Segmentation data
╔══

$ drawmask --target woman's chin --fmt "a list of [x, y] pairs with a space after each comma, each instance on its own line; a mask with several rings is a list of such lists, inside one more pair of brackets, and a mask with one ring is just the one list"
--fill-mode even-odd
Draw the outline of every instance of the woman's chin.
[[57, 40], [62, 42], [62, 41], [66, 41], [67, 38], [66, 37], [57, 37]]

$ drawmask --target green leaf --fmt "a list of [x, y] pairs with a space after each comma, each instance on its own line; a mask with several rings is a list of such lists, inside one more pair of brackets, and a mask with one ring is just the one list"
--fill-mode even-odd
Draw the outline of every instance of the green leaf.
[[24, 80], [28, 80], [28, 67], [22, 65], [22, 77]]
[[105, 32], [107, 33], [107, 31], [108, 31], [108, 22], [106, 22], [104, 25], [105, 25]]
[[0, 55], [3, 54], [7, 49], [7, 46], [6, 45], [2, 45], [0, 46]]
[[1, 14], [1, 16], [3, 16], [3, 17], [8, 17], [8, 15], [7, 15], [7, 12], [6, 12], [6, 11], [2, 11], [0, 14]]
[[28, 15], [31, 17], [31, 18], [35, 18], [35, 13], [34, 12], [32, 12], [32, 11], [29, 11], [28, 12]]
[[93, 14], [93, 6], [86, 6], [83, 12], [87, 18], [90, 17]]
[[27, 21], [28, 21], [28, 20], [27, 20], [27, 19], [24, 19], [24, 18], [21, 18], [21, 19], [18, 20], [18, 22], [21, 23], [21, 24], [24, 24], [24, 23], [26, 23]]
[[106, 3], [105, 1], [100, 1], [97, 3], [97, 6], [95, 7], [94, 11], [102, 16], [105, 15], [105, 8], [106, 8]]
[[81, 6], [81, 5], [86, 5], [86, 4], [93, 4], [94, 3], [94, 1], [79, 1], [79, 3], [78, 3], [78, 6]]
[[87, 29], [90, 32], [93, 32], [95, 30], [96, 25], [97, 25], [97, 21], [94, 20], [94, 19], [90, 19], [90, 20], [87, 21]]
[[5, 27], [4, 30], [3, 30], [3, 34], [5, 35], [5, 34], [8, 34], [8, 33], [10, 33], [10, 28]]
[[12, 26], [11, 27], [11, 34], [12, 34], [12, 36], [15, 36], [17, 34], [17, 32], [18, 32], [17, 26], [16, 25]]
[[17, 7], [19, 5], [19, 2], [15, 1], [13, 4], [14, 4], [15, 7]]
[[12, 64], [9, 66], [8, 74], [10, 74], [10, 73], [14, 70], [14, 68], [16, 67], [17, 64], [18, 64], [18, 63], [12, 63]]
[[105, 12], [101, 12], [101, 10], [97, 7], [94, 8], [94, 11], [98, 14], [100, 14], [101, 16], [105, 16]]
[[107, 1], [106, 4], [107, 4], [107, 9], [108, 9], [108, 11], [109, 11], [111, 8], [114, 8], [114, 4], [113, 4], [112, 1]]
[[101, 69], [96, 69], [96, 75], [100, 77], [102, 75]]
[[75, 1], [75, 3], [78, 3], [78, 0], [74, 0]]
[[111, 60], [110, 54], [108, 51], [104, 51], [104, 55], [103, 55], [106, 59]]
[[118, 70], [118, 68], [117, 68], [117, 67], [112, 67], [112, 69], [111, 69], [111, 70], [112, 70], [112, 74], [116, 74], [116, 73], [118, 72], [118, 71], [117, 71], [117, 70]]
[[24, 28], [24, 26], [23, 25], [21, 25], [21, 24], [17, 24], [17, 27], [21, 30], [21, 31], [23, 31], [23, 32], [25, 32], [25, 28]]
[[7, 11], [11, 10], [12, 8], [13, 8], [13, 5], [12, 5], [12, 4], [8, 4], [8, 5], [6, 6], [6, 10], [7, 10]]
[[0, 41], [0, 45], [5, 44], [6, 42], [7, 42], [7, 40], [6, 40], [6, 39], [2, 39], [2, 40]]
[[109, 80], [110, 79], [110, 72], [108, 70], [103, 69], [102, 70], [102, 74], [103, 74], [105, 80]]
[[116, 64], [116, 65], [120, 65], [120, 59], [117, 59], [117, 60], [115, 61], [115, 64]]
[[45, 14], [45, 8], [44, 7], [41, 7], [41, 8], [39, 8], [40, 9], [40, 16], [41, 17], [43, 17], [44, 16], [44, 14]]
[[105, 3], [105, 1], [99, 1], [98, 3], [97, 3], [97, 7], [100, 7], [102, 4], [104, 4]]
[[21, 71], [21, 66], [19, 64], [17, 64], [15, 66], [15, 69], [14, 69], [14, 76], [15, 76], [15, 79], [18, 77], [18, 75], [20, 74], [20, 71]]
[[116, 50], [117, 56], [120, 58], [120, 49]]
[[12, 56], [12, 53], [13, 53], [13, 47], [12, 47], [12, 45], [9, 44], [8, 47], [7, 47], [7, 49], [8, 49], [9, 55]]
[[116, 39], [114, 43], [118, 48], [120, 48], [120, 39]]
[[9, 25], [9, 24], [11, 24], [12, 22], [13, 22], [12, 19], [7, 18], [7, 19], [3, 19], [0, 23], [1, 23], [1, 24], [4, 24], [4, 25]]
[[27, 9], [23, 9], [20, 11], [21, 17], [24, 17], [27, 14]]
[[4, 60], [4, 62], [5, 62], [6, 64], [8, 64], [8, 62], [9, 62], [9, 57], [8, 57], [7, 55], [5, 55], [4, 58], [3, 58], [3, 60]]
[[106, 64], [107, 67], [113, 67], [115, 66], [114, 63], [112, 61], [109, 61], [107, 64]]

╚══

• _Given task_:
Reproduce every one of the entries above, line for line, without changing anything.

• _Final answer_:
$ drawmask --target woman's chin --fmt "a list of [x, y] pairs with a space after each comma, each instance on its own line; a mask with several rings is a list of such lists, inside one more pair of brackets, and a mask with one ring is just the one list"
--fill-mode even-odd
Draw the outline of every instance of the woman's chin.
[[57, 40], [62, 42], [62, 41], [66, 41], [67, 38], [66, 37], [57, 37]]

$ drawmask --target green leaf --fmt "a list of [x, y] pairs with a space after each comma, each instance on its own line; a mask with several rings is a list of such lists, inside one more pair of brackets, and a mask with one ring is just the one list"
--fill-mode even-odd
Draw the outline of every instance of the green leaf.
[[24, 80], [28, 80], [28, 67], [22, 65], [22, 77]]
[[105, 32], [107, 33], [107, 31], [108, 31], [108, 22], [106, 22], [104, 25], [105, 25]]
[[0, 55], [3, 54], [7, 49], [7, 46], [6, 45], [2, 45], [0, 46]]
[[1, 14], [1, 16], [3, 16], [3, 17], [8, 17], [8, 15], [7, 15], [7, 12], [6, 12], [6, 11], [2, 11], [0, 14]]
[[28, 15], [31, 17], [31, 18], [35, 18], [35, 13], [34, 12], [32, 12], [32, 11], [29, 11], [28, 12]]
[[93, 14], [93, 6], [86, 6], [83, 12], [87, 18], [90, 17]]
[[27, 21], [28, 21], [28, 20], [27, 20], [27, 19], [24, 19], [24, 18], [21, 18], [21, 19], [18, 20], [18, 22], [21, 23], [21, 24], [24, 24], [24, 23], [26, 23]]
[[106, 3], [105, 1], [100, 1], [97, 3], [97, 6], [95, 7], [94, 11], [102, 16], [105, 15], [105, 8], [106, 8]]
[[81, 6], [81, 5], [86, 5], [86, 4], [93, 4], [94, 3], [94, 1], [79, 1], [79, 3], [78, 3], [78, 6]]
[[87, 29], [90, 32], [93, 32], [95, 30], [96, 25], [97, 25], [97, 21], [94, 20], [94, 19], [90, 19], [90, 20], [87, 21]]
[[5, 27], [4, 30], [3, 30], [3, 34], [5, 35], [5, 34], [8, 34], [8, 33], [10, 33], [10, 28]]
[[12, 26], [11, 27], [11, 34], [12, 34], [12, 36], [15, 36], [17, 34], [17, 32], [18, 32], [17, 26], [16, 25]]
[[17, 7], [19, 5], [19, 2], [15, 1], [13, 4], [14, 4], [15, 7]]
[[12, 64], [9, 66], [8, 74], [10, 74], [10, 73], [14, 70], [14, 68], [16, 67], [17, 64], [18, 64], [18, 63], [12, 63]]
[[105, 12], [101, 12], [101, 10], [97, 7], [94, 8], [94, 11], [98, 14], [100, 14], [101, 16], [105, 16]]
[[107, 1], [106, 4], [107, 4], [107, 9], [108, 9], [108, 11], [109, 11], [111, 8], [114, 8], [114, 4], [113, 4], [112, 1]]
[[101, 69], [96, 69], [96, 75], [100, 77], [102, 75]]
[[75, 1], [75, 3], [78, 3], [78, 0], [74, 0]]
[[111, 60], [110, 54], [108, 51], [104, 51], [104, 55], [103, 55], [106, 59]]
[[118, 70], [118, 68], [117, 68], [117, 67], [112, 67], [112, 69], [111, 69], [111, 70], [112, 70], [112, 74], [116, 74], [116, 73], [118, 72], [118, 71], [117, 71], [117, 70]]
[[24, 28], [24, 26], [23, 25], [21, 25], [21, 24], [17, 24], [17, 27], [21, 30], [21, 31], [23, 31], [23, 32], [25, 32], [25, 28]]
[[7, 11], [11, 10], [12, 8], [13, 8], [13, 5], [12, 5], [12, 4], [8, 4], [8, 5], [6, 6], [6, 10], [7, 10]]
[[0, 41], [0, 45], [5, 44], [6, 42], [7, 42], [7, 40], [6, 40], [6, 39], [2, 39], [2, 40]]
[[109, 80], [110, 79], [110, 72], [108, 70], [103, 69], [102, 70], [102, 74], [103, 74], [105, 80]]
[[116, 64], [116, 65], [120, 65], [120, 59], [117, 59], [117, 60], [115, 61], [115, 64]]
[[45, 14], [45, 8], [44, 7], [41, 7], [41, 8], [39, 8], [40, 9], [40, 16], [41, 17], [43, 17], [44, 16], [44, 14]]
[[105, 3], [105, 1], [99, 1], [98, 3], [97, 3], [97, 7], [100, 7], [102, 4], [104, 4]]
[[21, 71], [21, 66], [19, 64], [17, 64], [15, 66], [15, 69], [14, 69], [14, 76], [15, 76], [15, 79], [18, 77], [18, 75], [20, 74], [20, 71]]
[[116, 50], [117, 56], [120, 58], [120, 49]]
[[12, 56], [12, 53], [13, 53], [13, 47], [12, 47], [12, 45], [9, 44], [8, 47], [7, 47], [7, 49], [8, 49], [9, 55]]
[[116, 39], [114, 43], [118, 48], [120, 48], [120, 39]]
[[9, 25], [9, 24], [11, 24], [12, 22], [13, 22], [12, 19], [7, 18], [7, 19], [3, 19], [0, 23], [1, 23], [1, 24], [4, 24], [4, 25]]
[[27, 9], [23, 9], [20, 11], [21, 17], [24, 17], [27, 14]]
[[4, 60], [4, 62], [5, 62], [6, 64], [8, 64], [8, 62], [9, 62], [9, 57], [8, 57], [7, 55], [5, 55], [4, 58], [3, 58], [3, 60]]
[[106, 64], [107, 67], [113, 67], [115, 66], [114, 63], [112, 61], [109, 61], [107, 64]]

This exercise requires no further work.